━━ Extract ━━
It's amazing how the intelligencia love to act like blogs such as Jihad Watch do not exist -- as if they all suddenly have these epiphanies on their own and for the first time anywhere and they must start chit-chatting about it in coffee houses.

Intellectual hubris might very well spell disaster for the West. We aren't fighting rocket scientists -- we are fighting zealots. Zealots can kill with spoons if they have to and they'll do it to you in your sleep, while too many of our "elite thinkers" sit back and hymn and haw and read the Wallstreet Journal or the NY Times over tea and coffee and wonder how to understand the "barbarians" and the "downtrodden" Muslim, meanwhile never really seeing that "spoon" being aimed at the back of their cranium.

First things first just who are the enemies and why do they want to take control of our media and have they already done so?

http://www.afsi.org/MEDIA/reasonforbias.htm

http://www.forbes.com/2005/09/06/alwaleed-murdoch-billionaires-cx_gl_0906autofacescan02.html

Whom do you believe I realise the below has links to white power but not of all of it can be a lie could it?

http://www.natall.com/who-rules-america/index.html

I have no clue anymore what and whom to believe now there are enough credible links to suggest the USofA has a hand in the latest round of Jihadist violence.
━━━
━━ Information supplied ━━
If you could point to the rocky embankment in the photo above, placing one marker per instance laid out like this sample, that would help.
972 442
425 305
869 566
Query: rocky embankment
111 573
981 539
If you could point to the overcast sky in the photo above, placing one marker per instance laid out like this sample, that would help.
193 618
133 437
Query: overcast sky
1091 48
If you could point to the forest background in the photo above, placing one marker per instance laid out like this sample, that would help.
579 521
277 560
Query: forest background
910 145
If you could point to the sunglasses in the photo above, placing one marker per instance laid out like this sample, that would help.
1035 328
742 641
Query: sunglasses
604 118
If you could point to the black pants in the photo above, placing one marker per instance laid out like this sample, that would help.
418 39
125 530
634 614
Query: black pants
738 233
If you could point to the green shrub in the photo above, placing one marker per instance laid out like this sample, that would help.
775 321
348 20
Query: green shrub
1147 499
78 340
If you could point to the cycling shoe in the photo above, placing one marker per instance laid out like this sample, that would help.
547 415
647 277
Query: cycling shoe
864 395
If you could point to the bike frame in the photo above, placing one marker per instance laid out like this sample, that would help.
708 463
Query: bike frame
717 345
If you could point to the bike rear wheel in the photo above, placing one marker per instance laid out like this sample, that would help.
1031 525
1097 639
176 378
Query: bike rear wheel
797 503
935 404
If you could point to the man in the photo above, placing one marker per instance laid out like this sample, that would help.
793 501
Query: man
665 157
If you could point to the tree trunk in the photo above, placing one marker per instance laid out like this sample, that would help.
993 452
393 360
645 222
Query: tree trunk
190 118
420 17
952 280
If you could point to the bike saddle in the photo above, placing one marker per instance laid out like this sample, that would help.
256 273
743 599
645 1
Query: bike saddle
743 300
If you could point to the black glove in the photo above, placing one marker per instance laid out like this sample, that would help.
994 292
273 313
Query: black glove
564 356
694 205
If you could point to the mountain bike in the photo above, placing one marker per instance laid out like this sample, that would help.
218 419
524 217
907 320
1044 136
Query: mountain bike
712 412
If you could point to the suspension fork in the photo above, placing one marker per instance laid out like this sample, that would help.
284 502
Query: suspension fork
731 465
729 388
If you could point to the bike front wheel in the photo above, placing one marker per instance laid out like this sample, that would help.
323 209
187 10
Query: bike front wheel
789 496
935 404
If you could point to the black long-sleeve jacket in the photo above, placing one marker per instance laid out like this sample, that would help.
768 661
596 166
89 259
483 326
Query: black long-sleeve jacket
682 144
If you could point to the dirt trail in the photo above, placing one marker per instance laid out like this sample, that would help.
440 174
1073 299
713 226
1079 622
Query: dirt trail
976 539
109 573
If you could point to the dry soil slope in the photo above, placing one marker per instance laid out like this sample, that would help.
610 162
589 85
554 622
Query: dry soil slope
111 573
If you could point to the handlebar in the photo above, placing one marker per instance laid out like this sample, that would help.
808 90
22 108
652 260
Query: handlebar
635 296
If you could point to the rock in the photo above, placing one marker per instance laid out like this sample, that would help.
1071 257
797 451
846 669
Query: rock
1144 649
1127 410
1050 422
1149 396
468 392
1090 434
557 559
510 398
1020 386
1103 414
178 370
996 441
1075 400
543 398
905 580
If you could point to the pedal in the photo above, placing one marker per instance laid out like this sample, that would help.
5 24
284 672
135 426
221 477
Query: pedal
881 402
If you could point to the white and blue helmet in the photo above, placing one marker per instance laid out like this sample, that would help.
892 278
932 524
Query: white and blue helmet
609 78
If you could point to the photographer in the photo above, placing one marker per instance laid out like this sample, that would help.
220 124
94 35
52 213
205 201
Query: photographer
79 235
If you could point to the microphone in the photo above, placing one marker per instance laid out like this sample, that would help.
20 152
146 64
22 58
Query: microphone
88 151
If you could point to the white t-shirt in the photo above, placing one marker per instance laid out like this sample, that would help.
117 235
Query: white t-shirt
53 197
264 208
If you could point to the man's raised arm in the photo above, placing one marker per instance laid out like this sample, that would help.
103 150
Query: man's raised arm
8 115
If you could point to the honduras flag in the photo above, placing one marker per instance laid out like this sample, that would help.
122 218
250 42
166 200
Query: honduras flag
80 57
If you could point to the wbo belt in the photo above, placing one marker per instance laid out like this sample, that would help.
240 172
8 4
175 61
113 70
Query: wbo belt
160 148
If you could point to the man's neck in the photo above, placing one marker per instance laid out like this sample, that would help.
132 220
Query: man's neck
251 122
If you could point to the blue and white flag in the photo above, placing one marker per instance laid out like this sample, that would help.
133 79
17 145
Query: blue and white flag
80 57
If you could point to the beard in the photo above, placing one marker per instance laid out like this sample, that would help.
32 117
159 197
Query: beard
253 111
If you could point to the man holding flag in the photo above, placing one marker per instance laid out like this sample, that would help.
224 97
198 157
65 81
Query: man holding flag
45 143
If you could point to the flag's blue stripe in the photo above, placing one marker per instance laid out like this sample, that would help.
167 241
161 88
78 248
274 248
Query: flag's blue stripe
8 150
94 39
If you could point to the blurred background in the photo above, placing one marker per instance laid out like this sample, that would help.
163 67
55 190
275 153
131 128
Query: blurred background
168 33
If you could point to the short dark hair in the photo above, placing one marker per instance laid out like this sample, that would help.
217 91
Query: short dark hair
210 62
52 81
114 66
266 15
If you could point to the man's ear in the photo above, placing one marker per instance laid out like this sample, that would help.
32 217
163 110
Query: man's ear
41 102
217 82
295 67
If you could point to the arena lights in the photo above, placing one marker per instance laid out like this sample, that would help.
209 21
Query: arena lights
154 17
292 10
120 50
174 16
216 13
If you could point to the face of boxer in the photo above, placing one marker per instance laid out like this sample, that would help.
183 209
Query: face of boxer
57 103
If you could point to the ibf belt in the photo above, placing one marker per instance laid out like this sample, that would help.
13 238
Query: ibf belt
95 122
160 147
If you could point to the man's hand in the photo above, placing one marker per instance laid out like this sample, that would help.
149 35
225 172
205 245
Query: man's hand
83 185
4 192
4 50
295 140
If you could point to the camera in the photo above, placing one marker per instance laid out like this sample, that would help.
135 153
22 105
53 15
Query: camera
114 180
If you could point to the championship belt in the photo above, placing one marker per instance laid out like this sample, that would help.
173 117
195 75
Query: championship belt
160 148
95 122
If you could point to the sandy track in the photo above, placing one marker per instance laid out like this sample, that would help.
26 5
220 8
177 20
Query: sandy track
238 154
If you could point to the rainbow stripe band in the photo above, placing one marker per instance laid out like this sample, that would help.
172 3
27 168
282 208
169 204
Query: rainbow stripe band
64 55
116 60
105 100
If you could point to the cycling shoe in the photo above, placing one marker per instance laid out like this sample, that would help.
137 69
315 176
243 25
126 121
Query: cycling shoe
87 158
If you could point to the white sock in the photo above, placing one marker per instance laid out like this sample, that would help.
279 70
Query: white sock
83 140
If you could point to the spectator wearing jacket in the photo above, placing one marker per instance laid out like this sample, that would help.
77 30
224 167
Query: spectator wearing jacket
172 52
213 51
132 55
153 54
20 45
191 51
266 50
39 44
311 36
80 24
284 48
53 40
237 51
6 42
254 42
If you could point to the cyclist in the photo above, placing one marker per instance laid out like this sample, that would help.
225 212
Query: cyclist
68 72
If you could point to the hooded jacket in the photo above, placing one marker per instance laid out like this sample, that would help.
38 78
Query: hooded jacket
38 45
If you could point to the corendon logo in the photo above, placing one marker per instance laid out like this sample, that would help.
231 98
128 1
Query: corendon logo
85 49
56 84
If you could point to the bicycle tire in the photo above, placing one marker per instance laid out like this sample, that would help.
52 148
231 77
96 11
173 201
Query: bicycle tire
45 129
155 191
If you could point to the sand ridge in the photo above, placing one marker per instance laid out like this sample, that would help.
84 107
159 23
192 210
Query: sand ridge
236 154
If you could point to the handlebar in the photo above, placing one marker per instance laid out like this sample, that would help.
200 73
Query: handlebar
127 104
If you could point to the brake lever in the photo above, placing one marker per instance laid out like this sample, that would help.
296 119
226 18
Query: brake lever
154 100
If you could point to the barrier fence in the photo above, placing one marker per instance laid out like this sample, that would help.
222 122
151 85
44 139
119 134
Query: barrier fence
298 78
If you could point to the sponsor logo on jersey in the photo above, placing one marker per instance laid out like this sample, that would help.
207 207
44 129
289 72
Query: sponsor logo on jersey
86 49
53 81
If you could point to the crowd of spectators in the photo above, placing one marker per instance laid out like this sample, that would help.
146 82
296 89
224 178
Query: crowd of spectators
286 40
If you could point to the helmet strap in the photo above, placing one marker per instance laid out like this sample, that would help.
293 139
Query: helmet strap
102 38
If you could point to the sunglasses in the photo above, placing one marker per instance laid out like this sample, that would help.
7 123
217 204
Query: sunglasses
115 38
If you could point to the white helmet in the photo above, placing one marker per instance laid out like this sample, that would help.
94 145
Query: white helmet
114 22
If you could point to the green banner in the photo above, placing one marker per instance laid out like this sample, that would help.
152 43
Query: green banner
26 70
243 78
━━━
- [Exercises to complete]:
1/ List every row that contains the word "forest", and treat uppercase and lowercase as distinct.
2/ Write the next part of the commentary above on jihadist violence and media control, starting right after its last sentence.

- [Results for each task]:
1/
If you could point to the forest background in the photo above, placing one marker per instance laid out like this sample, that would help.
Query: forest background

2/
http://emperors-clothes.com/

http://www.infowars.com

All I do know is that I loath anything remotely propping up Islam, the Koran and Muslims in general to include anyone justifying the actions of the animals chopping heads off and blowing up women and children all over the world.

Keep up the dialog and information.
Comments anyone?

The more that I read http://emperors-clothes.com the more I understand that the people behind it are hurting and suffering, but that does not make the rational. Much of what is on that site is completely without merit and if you look for evidence you usually have to literally pay to have it. That's not what I call honest debate. That's profiteering.

As for the conspiracy theories that the U.S. government or Israel are behind some of the "jihad", I can't honestly say that I know for a fact that that is false, but I can say that I have zero (0) evidence that anything like that is true.

You do the math.

Islam does a fine job of creating its own murderous thugs. I hardly think anyone would have to conspire to clone that instinct.

“Their strategy is not hard to discern,” Corman says. “All you have to do is listen to what they say and what they worry about.”...

By George, I think he's got it! I started reading what was available in the public domain in the late 1990's. I quickly realized all the "root causes" analysis I was hearing on TV was complete bunk and would only encourage more terrorism.

The only way to deal with these people is harshly. When their Muslim spokesmen fighting the media jihad get air time they should be asked pointed questions about the Qur'an, citing specific passages (Sura Nine especiallly). There are so many unasked questions.

How do we think Islam is going to change? Osmosis isn't working. At least make them come up with better lies. I'm tired of hearing the same ones over and over.

"I'm not violent and I'm a Muslim."

"That's not real Islam."

"It's because the Jews haven't withdrawn to the 1949 Armastice line."

"He was so peaceful and religious. There's no way he could have become a suicide bomber."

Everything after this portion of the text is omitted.